By Akintola Benson-Oke
IT has been said that, “since the onset of the Great Recession, ‘doing more with less’ has become a policy mantra. However, this mantra has not translated into actual implementable policies in most segments of the public service in Nigeria.
Echoing this sentiment, Daniel Egbunu, in an online article published on March 12, 2017 noted that, the “impact of today’s rapidly changing economic and technological landscape has made government’s task of delivering public service more complex. More than ever before, governments all over the world have increasingly come under serious public scrutiny and fiscal pressure to deliver better outcomes to citizens, and to do so more efficiently. As is evident, Nigeria has not been spared from this in recent times.
On the one hand, the dynamism presented by the impact of the interaction of economic, technological and other superintending elements in these scenarios have no doubt made governments’ public service delivery duties onerous. On the other hand, however, it has also opened up opportunities for the exploration of out-of-the-box strategies that governments can adopt if found to better the lot of their citizens.”

- [Material]
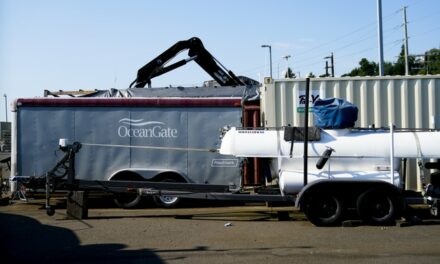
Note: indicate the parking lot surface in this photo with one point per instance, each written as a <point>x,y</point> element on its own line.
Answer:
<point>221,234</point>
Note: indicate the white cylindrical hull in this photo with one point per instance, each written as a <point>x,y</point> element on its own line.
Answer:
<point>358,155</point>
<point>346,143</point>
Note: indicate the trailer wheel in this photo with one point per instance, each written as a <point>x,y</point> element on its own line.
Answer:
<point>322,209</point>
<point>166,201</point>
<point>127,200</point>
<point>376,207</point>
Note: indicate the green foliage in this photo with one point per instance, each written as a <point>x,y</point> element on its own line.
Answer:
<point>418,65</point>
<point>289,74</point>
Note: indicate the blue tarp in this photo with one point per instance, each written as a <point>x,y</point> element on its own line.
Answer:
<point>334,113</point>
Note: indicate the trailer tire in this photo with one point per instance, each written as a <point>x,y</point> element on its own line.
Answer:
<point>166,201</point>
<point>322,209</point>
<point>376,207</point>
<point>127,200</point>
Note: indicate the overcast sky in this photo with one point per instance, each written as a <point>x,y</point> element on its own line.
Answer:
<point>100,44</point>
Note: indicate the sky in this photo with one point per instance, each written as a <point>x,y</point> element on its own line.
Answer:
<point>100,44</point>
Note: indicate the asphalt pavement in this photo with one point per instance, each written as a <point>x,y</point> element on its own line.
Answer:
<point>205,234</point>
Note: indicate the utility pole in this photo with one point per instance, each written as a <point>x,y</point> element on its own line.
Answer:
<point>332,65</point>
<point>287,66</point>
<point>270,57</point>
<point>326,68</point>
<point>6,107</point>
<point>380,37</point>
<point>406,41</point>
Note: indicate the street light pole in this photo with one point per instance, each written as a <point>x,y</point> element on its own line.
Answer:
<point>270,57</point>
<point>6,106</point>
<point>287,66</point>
* * *
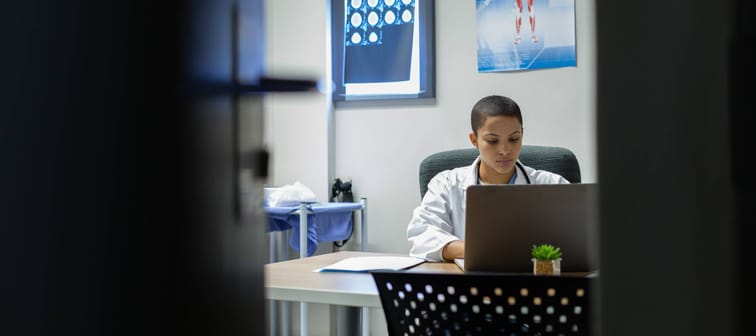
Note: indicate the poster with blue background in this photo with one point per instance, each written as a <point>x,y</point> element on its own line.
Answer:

- [Tasks and exercises]
a: In the passage on public service delivery in Nigeria, on what date was Daniel Egbunu's online article published?
b: Continue the passage on public service delivery in Nigeria from its final sentence.

- [Answers below]
a: March 12, 2017

b:
It is delightful to note, however, that the Lagos State Civil Service has come a long way and has led the way in reducing waste while increasing productivity. This is partly the result of the extensive investments in knowledge and skills by the administration of Governor Akinwunmi Ambode. For these investments, the Lagos State Civil Service must remain grateful.
The importance of eliminating waste cannot be over-emphasised. Countless studies have shown that with good and sound processes relating to management of time and resources, one finds that meagre resources can be extended to produce outstanding results. In other words, organisations and individuals can achieve more with less.
Explaining the rationale for such an objective as described above, an article by McKinsey & Company states as follows: “Governments around the world want to deliver better education, better health care, better pensions, and better transportation services. They know that impatient electorate expect to see change, and fast. But the funds required to meet such expectations are enormous-particularly in the many developed economies where populations are aging and the public sector’s productivity hasn’t kept pace with that of the private sector. The need to get value for money from governments at all levels is therefore under the spotlight as never before. But cost-cutting programmes that seek savings of 1 to 3 percent a year will not be enough and in some cases, may even weaken the quality of service.”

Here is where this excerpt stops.